▶ Instructions for the task
Reproduce every one of the records below verbatim, keeping each line unchanged.

▶ Extracted information
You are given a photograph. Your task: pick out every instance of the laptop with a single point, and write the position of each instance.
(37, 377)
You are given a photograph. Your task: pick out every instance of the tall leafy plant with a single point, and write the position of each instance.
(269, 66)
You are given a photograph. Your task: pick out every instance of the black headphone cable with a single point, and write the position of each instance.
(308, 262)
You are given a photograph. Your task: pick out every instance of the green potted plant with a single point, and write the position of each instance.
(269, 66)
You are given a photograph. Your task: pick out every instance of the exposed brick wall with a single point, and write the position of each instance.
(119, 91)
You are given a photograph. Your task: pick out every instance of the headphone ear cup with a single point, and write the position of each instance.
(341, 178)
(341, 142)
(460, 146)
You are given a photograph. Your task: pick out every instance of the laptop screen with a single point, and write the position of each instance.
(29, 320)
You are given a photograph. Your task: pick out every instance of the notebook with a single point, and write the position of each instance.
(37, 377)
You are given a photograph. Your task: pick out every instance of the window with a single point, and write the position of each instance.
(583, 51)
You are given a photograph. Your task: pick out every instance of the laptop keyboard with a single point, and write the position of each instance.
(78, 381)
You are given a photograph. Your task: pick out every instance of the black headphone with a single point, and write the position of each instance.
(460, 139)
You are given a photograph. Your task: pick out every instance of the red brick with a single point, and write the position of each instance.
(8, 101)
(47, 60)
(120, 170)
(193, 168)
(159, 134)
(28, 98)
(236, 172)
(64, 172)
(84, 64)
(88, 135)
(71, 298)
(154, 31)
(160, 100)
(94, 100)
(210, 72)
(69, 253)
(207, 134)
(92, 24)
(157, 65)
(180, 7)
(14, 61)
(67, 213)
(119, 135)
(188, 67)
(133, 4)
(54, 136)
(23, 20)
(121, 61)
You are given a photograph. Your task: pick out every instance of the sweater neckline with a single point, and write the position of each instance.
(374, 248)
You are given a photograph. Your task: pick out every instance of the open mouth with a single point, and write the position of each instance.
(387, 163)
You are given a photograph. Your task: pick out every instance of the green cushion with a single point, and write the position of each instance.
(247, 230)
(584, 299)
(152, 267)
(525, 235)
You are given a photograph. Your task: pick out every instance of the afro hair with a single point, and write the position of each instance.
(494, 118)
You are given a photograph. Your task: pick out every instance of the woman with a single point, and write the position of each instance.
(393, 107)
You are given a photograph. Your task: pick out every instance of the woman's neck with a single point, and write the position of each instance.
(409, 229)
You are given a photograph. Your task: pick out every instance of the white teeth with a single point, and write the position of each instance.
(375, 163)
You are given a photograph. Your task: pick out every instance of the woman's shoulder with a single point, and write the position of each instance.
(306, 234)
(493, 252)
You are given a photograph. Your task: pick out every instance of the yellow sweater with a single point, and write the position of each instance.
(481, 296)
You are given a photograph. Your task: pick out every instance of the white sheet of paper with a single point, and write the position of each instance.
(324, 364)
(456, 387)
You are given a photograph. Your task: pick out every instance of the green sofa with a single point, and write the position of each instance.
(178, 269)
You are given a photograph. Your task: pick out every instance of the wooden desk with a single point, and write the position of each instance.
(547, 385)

▶ Result for this exercise
You are given a photograph. Your task: pick out every instance of the laptop with a single point, and write the position of each instance.
(37, 377)
You are given a photograph. Your task: pick out every instance of the tall leafy plant with a single point, and write the position of each instance.
(269, 66)
You are given a photograph. Your task: pick out every instance of the black headphone cable with a single point, and write the position of each instance.
(308, 262)
You are given a photograph. Your task: pick out every instance of the green potted plant with a single point, and write the position of each instance.
(269, 66)
You are given a photograph. Your task: pick out every instance of the exposed brick wall with a single point, and write the position of each instance.
(119, 91)
You are given a photograph. Your task: pick out every instance of the headphone ear cup with a single point, and write the position of each instance.
(341, 178)
(341, 142)
(460, 146)
You are given a photograph. Your task: pick out every instance of the laptop screen with a single point, and write the position of each instance.
(29, 320)
You are given a photograph. Your task: pick out every instance of the notebook with a single point, and write the position of each instance.
(37, 377)
You are given a photograph. Your task: pick out every instance of the window with a single point, and write the position of each instance.
(583, 51)
You are given a photograph. Your task: pick out every instance of the laptop keyboard with a single point, and write the position of each instance.
(78, 381)
You are given a photograph. Your task: pick out every instance of the black headphone with a single point, and write the position of each instance.
(460, 139)
You are given a photograph. Your task: pick out every instance of the red brick with a single point, and write the position of each instance.
(8, 101)
(47, 60)
(120, 170)
(193, 168)
(159, 134)
(28, 98)
(236, 172)
(64, 172)
(84, 64)
(88, 135)
(71, 298)
(154, 31)
(160, 100)
(94, 100)
(210, 72)
(69, 253)
(207, 134)
(92, 24)
(157, 65)
(180, 7)
(14, 61)
(67, 213)
(119, 135)
(188, 67)
(133, 4)
(54, 136)
(23, 20)
(121, 61)
You are given a photograph. Your task: pick out every instance of the sweater neckline with a single point, and write the position of each instance.
(374, 248)
You are given a photograph. Your task: pick out every instance of the open mouth with a single point, and write the position of each instance.
(387, 163)
You are given a photograph. Your task: pick out every instance of the green cushion with a single point, and write the position of each instance.
(247, 230)
(584, 299)
(152, 267)
(525, 235)
You are given a photograph. Your task: pick out every instance of the afro hair with a single point, and write the position of each instance.
(494, 118)
You are given a photograph. Your task: pick out every instance of the woman with a single point, and write the position of each instance.
(393, 107)
You are given a photograph. Your task: pick out every instance of the woman's neck with a single point, and write the position of each instance.
(409, 229)
You are given a photograph. Your task: pick out every instance of the white teeth with a single point, and write the position of each instance.
(375, 163)
You are given a photograph. Your task: pick out every instance of the woman's shoulder with a single point, and write the position of each instance.
(306, 234)
(493, 252)
You are given a photograph. Your task: pick out every instance of the yellow sweater with a single point, and write the position of each instance.
(481, 296)
You are given a photograph. Your task: pick out every instance of the white sheet of paper with a single point, and write the position of each instance.
(324, 364)
(456, 387)
You are given a photograph. Your task: pick out every instance of the green sofa with a single point, and write the position of each instance.
(178, 269)
You are given a photograph. Your task: pick out every instance of the wooden desk with a single point, and write the position of each instance.
(547, 385)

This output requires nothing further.